_YOUR TASKS_
1. According to the description of the animal health surveillance project, why are farmers and veterinary practitioners at the forefront of disease surveillance in the UK? Answer in one to three sentences.
2. From the description of the animal health surveillance project, reproduce the stretch from "The aims of" through "animal health surveillance." word for word.
++++ EXCERPT TO READ
The current research into animal health surveillance has been predominantly focussed on improving the technical aspects and there is little work looking at the engagement of stakeholders with the surveillance system. UK scanning surveillance relies on the submission of samples or reports from private veterinary surgeons, which in turn rely on the propensity of farmers to seek veterinary advice. Farmers and veterinary practitioners are therefore at the forefront of disease surveillance and the data being received is shaped by what they perceive to be a threat. There is limited research looking at how these two groups of stakeholders view the surveillance system, and their role within it. One aspect that must be considered is the role of human behaviour; factors such as disease awareness and social pressure are thought to play an important part in motivating farmers to contact their veterinary surgeon. This study will use qualitative research methods including semi-structured interviews and focus groups to explore the thoughts, opinions and experiences of both farmers and veterinary surgeons concerning the UK scanning surveillance system.
The aims of the project are to:
- Gain a clearer understanding of the perceptions, motivations and barriers of farmers and veterinary surgeons to engagement with surveillance for new or re-emerging diseases.
- Design and implement interventions that may improve engagement with these two groups of stakeholders.
- Assess the impact of these interventions. The findings from this project could be used to inform longer term interventions that could be employed to increase the engagement of farmers and veterinary surgeons with animal health surveillance.
This project is a collaboration between the Royal Veterinary College (Mary-Ellen Tivey, Julian Drewe and Jackie Cardwell), Animal and Plant Health Agency (Richard Smith and Philip Jones) and London South Bank University (Elisa Lewis).
++++++++
++++ RECORDS SHOWN
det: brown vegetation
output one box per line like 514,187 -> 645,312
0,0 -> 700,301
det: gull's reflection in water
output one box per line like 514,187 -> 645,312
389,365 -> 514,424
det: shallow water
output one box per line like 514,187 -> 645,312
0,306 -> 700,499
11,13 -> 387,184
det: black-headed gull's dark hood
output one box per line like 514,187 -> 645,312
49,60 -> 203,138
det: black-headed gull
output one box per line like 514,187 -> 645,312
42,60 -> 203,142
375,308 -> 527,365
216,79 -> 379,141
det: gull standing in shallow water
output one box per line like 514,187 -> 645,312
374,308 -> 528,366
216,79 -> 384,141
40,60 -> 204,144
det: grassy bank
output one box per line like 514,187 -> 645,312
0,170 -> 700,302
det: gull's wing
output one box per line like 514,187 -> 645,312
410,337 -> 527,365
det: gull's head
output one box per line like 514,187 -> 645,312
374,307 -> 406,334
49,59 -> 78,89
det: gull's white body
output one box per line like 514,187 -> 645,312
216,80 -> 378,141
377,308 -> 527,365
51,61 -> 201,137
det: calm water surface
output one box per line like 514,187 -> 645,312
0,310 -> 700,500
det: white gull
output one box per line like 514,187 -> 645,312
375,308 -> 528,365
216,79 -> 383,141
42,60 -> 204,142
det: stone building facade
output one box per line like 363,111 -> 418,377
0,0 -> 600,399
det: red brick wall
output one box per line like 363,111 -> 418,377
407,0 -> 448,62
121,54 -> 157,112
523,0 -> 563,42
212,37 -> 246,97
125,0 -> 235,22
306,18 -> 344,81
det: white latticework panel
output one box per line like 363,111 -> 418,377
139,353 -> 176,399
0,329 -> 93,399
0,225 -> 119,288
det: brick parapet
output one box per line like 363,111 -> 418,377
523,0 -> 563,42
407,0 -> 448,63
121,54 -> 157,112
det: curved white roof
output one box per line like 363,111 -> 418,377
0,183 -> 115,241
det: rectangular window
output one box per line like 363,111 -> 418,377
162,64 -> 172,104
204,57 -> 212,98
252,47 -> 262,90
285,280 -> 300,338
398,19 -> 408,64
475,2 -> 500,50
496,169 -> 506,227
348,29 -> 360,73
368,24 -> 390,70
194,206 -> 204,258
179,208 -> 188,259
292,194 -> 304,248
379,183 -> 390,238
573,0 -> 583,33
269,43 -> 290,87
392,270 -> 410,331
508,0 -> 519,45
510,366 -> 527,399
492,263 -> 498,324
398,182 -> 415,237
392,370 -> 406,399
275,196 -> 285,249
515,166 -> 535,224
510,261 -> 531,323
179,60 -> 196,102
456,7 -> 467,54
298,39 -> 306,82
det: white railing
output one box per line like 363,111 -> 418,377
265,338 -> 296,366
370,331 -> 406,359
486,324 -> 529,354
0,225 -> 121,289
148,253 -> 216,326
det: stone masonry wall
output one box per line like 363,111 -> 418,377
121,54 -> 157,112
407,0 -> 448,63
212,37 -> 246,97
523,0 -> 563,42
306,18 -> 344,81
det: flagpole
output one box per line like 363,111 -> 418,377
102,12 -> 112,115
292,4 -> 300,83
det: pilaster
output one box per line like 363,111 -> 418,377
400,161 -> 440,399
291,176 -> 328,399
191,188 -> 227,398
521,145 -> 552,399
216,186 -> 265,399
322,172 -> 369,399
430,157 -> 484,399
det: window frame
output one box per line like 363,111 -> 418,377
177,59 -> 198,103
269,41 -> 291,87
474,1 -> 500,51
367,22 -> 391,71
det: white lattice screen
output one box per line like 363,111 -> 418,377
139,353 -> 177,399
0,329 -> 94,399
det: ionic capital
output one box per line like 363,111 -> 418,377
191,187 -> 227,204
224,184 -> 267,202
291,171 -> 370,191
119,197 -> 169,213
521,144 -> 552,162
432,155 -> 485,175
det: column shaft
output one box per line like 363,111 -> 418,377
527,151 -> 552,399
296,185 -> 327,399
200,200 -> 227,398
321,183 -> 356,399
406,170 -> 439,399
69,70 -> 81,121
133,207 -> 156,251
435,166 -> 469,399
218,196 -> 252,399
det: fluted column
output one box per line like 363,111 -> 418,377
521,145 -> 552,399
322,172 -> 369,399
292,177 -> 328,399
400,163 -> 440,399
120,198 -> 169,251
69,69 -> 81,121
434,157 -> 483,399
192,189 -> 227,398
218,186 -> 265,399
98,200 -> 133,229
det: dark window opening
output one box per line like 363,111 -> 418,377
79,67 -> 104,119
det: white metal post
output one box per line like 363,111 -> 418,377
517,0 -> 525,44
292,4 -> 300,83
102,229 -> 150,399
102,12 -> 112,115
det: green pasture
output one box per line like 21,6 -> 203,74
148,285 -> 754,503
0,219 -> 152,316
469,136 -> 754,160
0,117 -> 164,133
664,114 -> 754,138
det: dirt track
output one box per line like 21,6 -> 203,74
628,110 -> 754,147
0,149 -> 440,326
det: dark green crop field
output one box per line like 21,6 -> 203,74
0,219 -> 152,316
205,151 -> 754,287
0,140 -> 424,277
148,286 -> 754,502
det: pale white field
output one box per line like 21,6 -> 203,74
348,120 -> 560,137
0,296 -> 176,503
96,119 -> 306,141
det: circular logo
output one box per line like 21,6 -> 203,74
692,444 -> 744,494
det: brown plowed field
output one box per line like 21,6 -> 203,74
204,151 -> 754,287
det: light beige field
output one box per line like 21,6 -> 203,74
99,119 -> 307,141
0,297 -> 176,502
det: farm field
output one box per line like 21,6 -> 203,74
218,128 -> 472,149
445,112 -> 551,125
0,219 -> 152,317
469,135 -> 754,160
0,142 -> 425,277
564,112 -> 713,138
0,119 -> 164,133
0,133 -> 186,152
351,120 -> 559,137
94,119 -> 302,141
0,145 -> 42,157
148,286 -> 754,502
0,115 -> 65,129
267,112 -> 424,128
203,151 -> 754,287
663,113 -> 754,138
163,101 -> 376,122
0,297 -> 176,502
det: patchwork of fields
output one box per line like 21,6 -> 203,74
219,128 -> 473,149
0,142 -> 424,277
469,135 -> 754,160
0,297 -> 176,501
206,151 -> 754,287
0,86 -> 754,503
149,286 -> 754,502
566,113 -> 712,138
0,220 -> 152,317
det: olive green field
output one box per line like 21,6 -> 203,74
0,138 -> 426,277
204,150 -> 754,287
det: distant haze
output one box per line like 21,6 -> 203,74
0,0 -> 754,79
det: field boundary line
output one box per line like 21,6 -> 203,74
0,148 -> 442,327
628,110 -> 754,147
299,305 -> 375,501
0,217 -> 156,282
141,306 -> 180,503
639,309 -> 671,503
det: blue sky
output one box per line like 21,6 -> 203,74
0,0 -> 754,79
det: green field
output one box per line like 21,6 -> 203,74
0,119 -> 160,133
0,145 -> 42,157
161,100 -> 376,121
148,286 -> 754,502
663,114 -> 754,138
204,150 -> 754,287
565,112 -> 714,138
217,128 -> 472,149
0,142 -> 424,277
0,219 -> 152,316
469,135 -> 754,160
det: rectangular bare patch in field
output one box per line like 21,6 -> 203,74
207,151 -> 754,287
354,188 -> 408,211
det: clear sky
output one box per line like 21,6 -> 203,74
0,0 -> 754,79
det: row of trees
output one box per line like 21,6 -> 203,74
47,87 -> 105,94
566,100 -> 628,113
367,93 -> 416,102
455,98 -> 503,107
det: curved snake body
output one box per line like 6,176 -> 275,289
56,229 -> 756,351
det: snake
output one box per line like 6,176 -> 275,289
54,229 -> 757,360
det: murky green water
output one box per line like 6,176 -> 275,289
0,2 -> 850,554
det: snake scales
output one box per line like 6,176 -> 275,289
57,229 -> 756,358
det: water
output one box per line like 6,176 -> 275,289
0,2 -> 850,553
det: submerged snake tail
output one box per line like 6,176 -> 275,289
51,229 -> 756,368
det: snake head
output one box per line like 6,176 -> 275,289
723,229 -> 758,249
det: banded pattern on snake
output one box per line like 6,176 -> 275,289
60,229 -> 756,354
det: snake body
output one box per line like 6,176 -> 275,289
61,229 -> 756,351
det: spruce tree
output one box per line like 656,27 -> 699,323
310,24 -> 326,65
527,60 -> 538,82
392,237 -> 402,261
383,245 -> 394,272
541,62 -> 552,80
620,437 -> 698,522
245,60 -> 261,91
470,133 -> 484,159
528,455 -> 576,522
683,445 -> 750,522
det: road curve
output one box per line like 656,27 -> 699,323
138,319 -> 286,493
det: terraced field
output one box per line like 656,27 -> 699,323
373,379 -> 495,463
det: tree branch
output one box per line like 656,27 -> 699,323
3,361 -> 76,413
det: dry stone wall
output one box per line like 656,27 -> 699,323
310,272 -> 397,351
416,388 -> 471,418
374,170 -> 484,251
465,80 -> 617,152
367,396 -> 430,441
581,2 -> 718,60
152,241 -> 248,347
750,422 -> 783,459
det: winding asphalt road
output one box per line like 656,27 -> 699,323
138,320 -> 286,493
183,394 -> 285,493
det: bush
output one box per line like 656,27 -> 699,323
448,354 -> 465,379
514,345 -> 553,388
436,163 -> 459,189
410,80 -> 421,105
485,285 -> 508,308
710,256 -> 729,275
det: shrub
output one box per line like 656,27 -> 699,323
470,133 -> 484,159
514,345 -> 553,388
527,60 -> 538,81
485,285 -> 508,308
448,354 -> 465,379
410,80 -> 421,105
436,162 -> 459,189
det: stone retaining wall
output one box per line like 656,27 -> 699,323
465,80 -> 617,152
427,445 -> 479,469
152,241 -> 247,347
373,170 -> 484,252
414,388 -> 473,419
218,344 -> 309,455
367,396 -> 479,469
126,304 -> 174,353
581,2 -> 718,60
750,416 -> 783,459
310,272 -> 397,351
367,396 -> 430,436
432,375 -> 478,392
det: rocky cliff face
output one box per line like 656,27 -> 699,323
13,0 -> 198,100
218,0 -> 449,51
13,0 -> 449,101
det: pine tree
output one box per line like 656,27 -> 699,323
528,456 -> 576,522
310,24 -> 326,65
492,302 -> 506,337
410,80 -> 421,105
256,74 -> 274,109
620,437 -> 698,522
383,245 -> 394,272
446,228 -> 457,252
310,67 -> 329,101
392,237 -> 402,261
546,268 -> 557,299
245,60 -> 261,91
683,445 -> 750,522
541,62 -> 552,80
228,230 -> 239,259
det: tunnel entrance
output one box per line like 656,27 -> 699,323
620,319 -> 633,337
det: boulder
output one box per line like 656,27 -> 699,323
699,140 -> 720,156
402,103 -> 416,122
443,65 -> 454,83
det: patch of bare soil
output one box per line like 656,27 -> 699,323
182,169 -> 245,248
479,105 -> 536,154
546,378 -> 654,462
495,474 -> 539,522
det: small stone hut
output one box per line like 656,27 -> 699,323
++++++++
_ANSWERS PER TASK_
1. UK scanning surveillance depends on private veterinary surgeons submitting samples or reports, and those submissions in turn depend on how readily farmers seek veterinary advice. As a result, the data the system receives is shaped by what these two groups perceive to be a threat.

2.
The aims of the project are to:
- Gain a clearer understanding of the perceptions, motivations and barriers of farmers and veterinary surgeons to engagement with surveillance for new or re-emerging diseases.
- Design and implement interventions that may improve engagement with these two groups of stakeholders.
- Assess the impact of these interventions. The findings from this project could be used to inform longer term interventions that could be employed to increase the engagement of farmers and veterinary surgeons with animal health surveillance.